- **CONSIGNES**:
1. D'après l'extrait sur le CNRS, en quelle année et par qui cet organisme a-t-il été fondé ?
2. Prolongez l'extrait sur le CNRS à partir de sa dernière phrase.

- **EXTRAIT FOURNI**:

◆ ◆ ◆

Le Gouvernement a émis le souhait que les commissions compétentes du Parlement procèdent à son audition, préalablement à sa nomination, dans l'esprit des nouvelles dispositions de l'article 13 de la Constitution. Ces dispositions, qui prévoient que les commissions parlementaires peuvent s'opposer à la majorité qualifiée des trois-cinquièmes des suffrages exprimés à certaines nominations du Président de la République, ne peuvent pas être appliquées à la lettre puisque la loi organique et la loi ordinaire qui s'y rapportent n'ont pas encore été adoptées définitivement par le Parlement : il ne peut notamment pas être procédé à un vote sur la nomination.
En revanche, à l'instar de la pratique qui a été suivie pour d'autres nominations, une audition peut être organisée afin d'anticiper en partie sur la mise en oeuvre de l'article 13 de la Constitution.
Dans cet esprit, je vous propose donc, monsieur le directeur, de nous exposer les grandes lignes de votre vision de la réorganisation du CNRS et de nous présenter tous les éléments que vous jugeriez nécessaires afin que nous puissions mieux apprécier vos objectifs en tant que futur président du CNRS.
Je suis très honoré d'être auditionné par votre commission aujourd'hui : ce sera pour moi l'occasion à la fois de répondre aux questions que vous vous posez sur le CNRS et, à travers elles, d'enrichir mon projet.
Le CNRS, qui a fêté l'année dernière ses soixante-dix ans, a été fondé en 1939 par un très grand scientifique, le prix Nobel de physique Jean Perrin. Il a, depuis cette date, connu de grands changements qui concernaient notamment les systèmes d'enseignement supérieur et de recherche. Le CNRS n'est donc plus le même aujourd'hui qu'en 1939 : si sa mission principale est demeurée identique – faire de la recherche –, le contexte n'a cessé d'évoluer.
En effet, à sa création, il accompagne la professionnalisation de la recherche, puis, après-guerre, la reconstruction ; dans les années 1970, le contexte a encore changé, la préoccupation des universités étant alors assez éloignée de la recherche scientifique, tandis que, dans les années 1990, on assiste à l'émergence de la mondialisation au sein de la recherche elle-même, notamment à travers internet. Le CNRS s'est toujours adapté, en étant même souvent à la pointe de l'évolution. Aujourd'hui, le contexte est celui d'une mondialisation accrue des systèmes d'enseignement supérieur et de recherche, des pays développés comme des pays émergents – je pense notamment à la Chine et l'Inde. Parallèlement, la France vit un mouvement très important, à travers la mise en oeuvre de l'autonomie des universités, que je considère comme totalement irréversible. En effet, si elle ne fait qu'émerger en France, elle est déjà pratiquée partout dans le monde. Aussi le CNRS doit-il, notamment à travers la réforme qu'il vient de vivre, y prendre toute sa part.

◆ ◆ ◆

[Éléments d'étiquetage des contours]
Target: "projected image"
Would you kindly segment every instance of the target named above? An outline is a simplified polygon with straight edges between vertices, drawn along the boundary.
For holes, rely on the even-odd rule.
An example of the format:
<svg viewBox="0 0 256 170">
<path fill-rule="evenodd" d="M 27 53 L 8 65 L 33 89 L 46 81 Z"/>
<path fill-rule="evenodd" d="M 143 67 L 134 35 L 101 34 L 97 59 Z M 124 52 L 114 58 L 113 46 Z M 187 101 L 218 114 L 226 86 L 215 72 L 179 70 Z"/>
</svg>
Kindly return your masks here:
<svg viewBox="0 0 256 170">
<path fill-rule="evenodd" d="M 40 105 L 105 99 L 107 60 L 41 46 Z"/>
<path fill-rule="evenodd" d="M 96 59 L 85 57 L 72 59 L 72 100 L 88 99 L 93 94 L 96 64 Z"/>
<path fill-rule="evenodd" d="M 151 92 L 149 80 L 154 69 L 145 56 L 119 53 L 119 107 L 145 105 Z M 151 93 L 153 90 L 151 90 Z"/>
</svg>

◆ ◆ ◆

- **RÉPONSES ATTENDUES**:
1. En 1939, par le prix Nobel de physique Jean Perrin.

2.
J'aborderai quatre points : le rapport entre le CNRS et les universités ; sa réorganisation, qui a été menée à bien et qui constitue le nouveau contexte dans lequel nous devons travailler ; le dispositif des alliances ; la simplification des procédures.
Toutefois, je désire auparavant rappeler une évidence : le projet de fond du CNRS est la recherche, et il est avant tout constitué de chercheurs. Aussi la science doit-elle demeurer au coeur du débat. C'est pourquoi, si je suis nommé à la tête du CNRS, je sais que je serai jugé en particulier sur ma capacité à écouter les chercheurs. Il est donc nécessaire d'assurer les conditions qui permettront à tous les personnels du Centre, qui sont de très grande qualité, de travailler en toute confiance, qu'il s'agisse des chercheurs ou des personnels techniques et administratifs.
En ce qui concerne son partenariat avec les universités, le Centre doit accompagner sans réserve, à l'heure de leur autonomie, l'ensemble des universités et des établissements d'enseignement supérieur et de recherches, écoles comprises, qui se dotent d'une véritable politique scientifique. Il doit mener une politique de coopération active et établir un véritable partenariat avec tous ces établissements alors que, lorsqu'il était le vaisseau amiral de la recherche française, il avait plutôt tendance à distribuer des labels de qualité et à piloter la recherche elle-même. En effet, s'il n'est pas le seul institut de recherche, il est le plus important puisqu'il couvre l'ensemble des disciplines. Le CNRS devra désormais aider et accompagner les universités dans leur démarche d'accession à l'autonomie et à une véritable politique scientifique, dans le cadre d'un partenariat stratégique sur les sites universitaires, je pense notamment aux campus d'excellence dans le cadre du grand emprunt.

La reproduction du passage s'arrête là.